--- Start Source material ---

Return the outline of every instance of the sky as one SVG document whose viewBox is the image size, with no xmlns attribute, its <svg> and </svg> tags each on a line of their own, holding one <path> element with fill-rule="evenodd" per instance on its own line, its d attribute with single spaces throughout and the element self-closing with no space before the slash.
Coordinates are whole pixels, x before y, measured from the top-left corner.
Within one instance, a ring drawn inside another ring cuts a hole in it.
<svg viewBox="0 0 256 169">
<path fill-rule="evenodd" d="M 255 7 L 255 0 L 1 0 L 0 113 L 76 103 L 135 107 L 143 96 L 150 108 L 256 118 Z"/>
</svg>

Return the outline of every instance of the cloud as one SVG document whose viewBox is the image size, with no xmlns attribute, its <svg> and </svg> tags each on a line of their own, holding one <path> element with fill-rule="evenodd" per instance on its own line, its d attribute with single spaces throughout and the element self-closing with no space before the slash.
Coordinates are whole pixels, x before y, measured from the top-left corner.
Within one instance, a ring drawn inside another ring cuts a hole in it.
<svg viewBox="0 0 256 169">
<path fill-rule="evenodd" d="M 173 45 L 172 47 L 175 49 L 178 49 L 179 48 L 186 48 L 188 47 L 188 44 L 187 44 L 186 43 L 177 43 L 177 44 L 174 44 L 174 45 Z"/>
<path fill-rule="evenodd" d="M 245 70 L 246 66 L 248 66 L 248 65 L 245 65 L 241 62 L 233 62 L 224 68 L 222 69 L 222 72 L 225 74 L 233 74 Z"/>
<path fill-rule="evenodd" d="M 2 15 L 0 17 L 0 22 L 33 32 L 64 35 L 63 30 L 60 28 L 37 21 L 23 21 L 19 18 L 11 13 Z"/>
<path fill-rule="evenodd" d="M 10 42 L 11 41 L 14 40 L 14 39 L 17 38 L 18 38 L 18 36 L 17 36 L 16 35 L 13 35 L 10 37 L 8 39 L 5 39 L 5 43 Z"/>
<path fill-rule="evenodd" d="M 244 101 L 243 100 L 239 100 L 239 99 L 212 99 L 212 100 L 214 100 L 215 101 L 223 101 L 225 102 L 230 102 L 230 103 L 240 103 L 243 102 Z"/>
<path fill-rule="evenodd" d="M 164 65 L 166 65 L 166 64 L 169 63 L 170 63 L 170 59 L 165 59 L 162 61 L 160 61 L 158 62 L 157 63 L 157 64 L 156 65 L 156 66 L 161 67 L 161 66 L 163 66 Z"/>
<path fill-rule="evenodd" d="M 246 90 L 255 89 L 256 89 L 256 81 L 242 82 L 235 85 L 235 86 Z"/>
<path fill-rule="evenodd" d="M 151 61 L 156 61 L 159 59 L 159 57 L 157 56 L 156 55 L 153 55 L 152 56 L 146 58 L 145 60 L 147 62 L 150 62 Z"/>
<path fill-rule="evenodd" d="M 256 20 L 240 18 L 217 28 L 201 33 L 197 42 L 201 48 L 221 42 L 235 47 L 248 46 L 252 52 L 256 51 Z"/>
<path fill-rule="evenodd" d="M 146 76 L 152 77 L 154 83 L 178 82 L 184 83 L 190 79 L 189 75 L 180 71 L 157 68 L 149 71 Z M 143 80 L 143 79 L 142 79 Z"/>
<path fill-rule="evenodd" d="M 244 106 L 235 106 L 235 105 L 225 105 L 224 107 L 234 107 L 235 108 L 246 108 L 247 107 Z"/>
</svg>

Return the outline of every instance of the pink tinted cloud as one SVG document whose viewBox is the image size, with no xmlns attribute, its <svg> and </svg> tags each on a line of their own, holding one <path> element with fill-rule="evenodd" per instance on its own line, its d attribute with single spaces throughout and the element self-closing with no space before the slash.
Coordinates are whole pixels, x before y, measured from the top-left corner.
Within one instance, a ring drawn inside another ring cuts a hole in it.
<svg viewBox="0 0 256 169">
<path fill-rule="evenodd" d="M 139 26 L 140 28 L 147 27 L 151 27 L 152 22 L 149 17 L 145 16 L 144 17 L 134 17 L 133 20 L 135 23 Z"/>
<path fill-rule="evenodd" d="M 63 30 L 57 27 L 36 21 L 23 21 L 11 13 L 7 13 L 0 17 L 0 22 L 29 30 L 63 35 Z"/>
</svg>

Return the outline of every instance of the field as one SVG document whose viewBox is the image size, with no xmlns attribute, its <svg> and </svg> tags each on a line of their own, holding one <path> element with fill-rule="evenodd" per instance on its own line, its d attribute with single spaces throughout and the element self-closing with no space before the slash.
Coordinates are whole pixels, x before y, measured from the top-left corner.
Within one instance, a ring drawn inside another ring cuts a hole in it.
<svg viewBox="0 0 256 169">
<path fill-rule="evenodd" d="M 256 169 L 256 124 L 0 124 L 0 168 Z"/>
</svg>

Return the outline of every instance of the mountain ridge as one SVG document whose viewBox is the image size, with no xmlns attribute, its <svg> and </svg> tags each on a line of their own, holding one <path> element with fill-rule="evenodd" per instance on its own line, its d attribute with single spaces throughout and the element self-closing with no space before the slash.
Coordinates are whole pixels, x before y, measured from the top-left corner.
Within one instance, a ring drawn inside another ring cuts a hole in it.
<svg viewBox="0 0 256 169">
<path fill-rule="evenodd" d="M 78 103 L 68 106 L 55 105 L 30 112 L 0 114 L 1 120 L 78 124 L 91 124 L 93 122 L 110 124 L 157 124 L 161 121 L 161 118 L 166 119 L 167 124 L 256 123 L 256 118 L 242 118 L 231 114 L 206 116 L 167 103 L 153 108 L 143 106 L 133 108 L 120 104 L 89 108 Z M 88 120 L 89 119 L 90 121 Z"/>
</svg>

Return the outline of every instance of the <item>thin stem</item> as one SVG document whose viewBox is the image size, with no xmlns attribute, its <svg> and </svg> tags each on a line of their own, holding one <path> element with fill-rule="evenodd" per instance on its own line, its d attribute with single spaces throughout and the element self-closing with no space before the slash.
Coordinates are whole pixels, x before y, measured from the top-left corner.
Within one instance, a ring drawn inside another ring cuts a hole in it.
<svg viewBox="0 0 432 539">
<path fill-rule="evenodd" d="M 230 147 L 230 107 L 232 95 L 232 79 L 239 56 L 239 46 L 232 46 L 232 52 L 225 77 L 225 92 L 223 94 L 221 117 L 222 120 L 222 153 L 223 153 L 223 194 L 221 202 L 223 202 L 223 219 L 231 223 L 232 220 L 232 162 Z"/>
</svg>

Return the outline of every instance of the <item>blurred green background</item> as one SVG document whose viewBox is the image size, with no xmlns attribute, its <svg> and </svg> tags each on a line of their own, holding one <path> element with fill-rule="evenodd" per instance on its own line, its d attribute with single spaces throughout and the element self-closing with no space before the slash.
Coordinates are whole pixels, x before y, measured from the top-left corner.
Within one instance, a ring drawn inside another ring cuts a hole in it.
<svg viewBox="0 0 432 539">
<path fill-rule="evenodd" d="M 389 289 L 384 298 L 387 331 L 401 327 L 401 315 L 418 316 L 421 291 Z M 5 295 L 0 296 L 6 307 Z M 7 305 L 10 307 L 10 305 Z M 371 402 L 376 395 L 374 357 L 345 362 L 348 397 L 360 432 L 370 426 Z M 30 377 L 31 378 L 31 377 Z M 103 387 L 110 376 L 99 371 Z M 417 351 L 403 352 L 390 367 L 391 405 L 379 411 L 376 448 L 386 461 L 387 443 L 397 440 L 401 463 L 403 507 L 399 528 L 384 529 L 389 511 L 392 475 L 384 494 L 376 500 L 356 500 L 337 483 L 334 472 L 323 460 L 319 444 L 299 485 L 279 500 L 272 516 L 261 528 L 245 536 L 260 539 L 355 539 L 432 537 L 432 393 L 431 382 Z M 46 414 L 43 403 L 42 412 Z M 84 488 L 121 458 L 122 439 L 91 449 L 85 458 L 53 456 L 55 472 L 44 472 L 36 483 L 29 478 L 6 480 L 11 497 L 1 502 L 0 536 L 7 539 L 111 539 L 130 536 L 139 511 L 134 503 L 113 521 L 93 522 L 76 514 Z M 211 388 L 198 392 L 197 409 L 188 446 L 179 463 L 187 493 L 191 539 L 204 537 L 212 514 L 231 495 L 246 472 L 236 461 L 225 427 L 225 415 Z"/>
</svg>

--- End Source material ---

#### [What you will do]
Revise the lines from the one containing "Return the outline of every instance of the cloud" through the one containing "245 70 L 246" by replacing "top-left corner" with "upper-left corner". Leave everything else unchanged and give only those lines.

#### [Solution to this task]
Return the outline of every instance of the cloud as one SVG document whose viewBox is the image size, with no xmlns attribute, its <svg> and </svg> tags each on a line of their own, holding one <path> element with fill-rule="evenodd" per instance on its own line, its d attribute with single spaces throughout and the element self-closing with no space before the slash.
Coordinates are whole pixels, x before y, measured from the upper-left corner.
Within one instance, a ring drawn inside another ring cuts a hole in it.
<svg viewBox="0 0 256 169">
<path fill-rule="evenodd" d="M 173 45 L 172 47 L 175 49 L 178 49 L 179 48 L 186 48 L 188 47 L 188 44 L 187 44 L 186 43 L 177 43 L 177 44 L 174 44 L 174 45 Z"/>
<path fill-rule="evenodd" d="M 245 70 L 246 66 L 248 66 L 248 65 L 245 65 L 241 62 L 233 62 L 224 68 L 222 69 L 222 72 L 225 74 L 233 74 Z"/>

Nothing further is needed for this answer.